• Referring expression pointing data:
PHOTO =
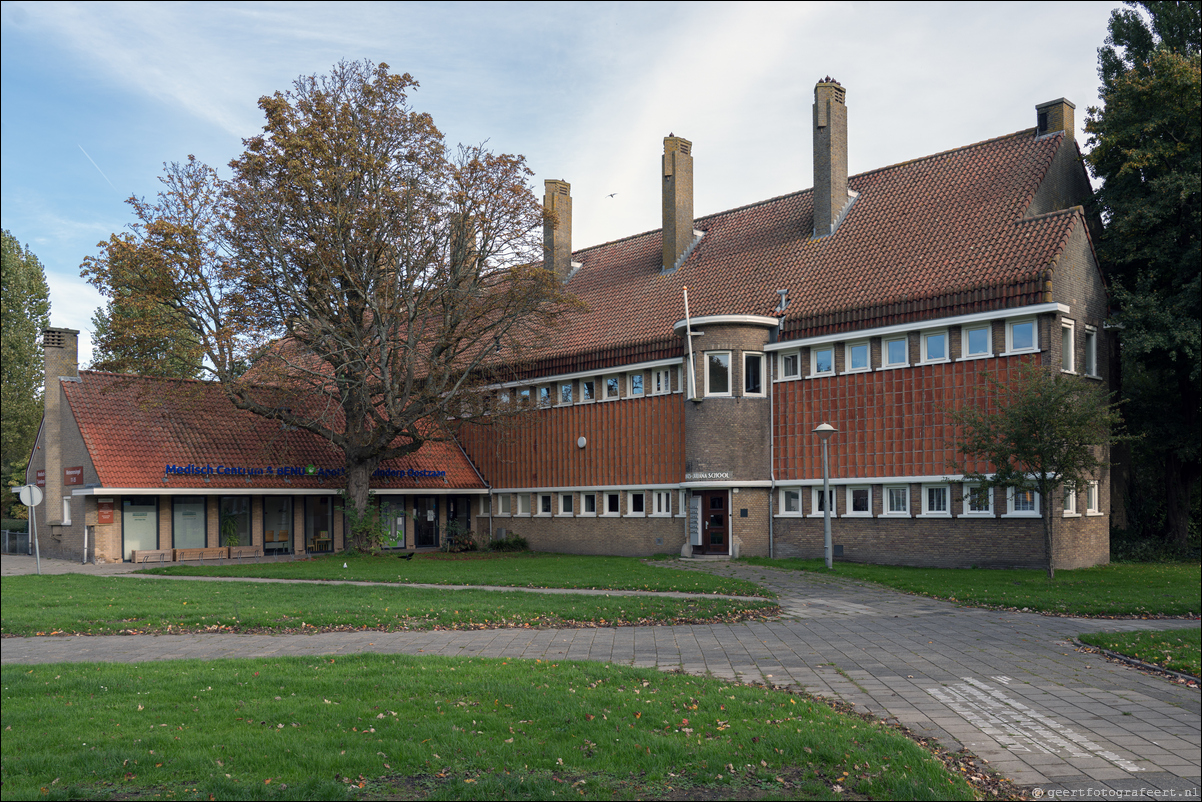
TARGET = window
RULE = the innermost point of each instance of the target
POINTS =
(936, 500)
(816, 506)
(1070, 500)
(1021, 336)
(789, 366)
(934, 346)
(897, 500)
(636, 384)
(718, 373)
(661, 381)
(893, 352)
(1067, 346)
(822, 361)
(753, 374)
(977, 500)
(975, 342)
(860, 502)
(856, 358)
(1090, 354)
(1023, 503)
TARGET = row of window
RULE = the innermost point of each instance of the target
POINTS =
(935, 502)
(640, 504)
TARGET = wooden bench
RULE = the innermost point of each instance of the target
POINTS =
(153, 556)
(185, 554)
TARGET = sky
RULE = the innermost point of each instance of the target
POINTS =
(97, 96)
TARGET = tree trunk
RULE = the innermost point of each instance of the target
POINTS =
(1179, 481)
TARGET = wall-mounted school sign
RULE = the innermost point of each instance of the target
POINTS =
(299, 471)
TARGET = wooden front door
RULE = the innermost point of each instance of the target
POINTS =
(715, 522)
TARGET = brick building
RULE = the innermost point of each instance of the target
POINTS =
(872, 302)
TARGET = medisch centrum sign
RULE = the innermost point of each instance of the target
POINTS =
(302, 471)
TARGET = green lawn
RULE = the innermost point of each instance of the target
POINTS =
(1117, 589)
(404, 726)
(1170, 648)
(35, 605)
(521, 570)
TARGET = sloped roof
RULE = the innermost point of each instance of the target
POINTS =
(135, 426)
(930, 237)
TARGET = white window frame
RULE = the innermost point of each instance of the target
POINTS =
(796, 356)
(947, 346)
(1021, 514)
(1090, 352)
(814, 361)
(967, 498)
(965, 332)
(815, 494)
(927, 511)
(661, 381)
(763, 374)
(849, 506)
(1010, 336)
(730, 373)
(868, 356)
(888, 498)
(1069, 327)
(885, 352)
(1093, 498)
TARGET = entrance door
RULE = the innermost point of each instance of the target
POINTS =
(714, 534)
(426, 527)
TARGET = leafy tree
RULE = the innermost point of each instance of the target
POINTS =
(1040, 431)
(367, 273)
(24, 313)
(1147, 148)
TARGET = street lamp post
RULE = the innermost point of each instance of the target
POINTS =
(825, 431)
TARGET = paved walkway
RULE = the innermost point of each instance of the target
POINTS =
(1010, 687)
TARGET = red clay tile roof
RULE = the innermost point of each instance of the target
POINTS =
(932, 237)
(135, 426)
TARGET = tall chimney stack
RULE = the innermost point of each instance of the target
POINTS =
(829, 155)
(557, 226)
(677, 198)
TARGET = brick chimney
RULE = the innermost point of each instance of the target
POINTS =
(831, 195)
(60, 350)
(1055, 116)
(678, 235)
(557, 226)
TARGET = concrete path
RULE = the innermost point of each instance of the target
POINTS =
(1010, 687)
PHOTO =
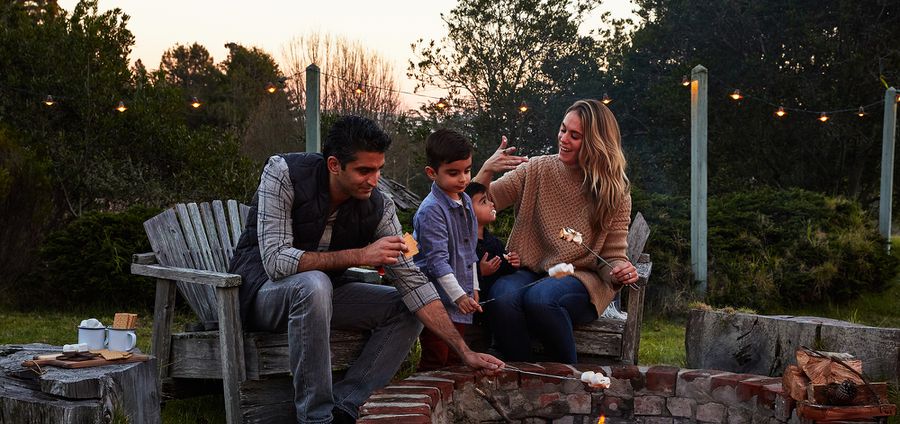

• Task requirements:
Please show the lines in the entries above that hold the string "sign".

• The answer:
TARGET = wall-mounted school sign
TARGET = medisch centrum sign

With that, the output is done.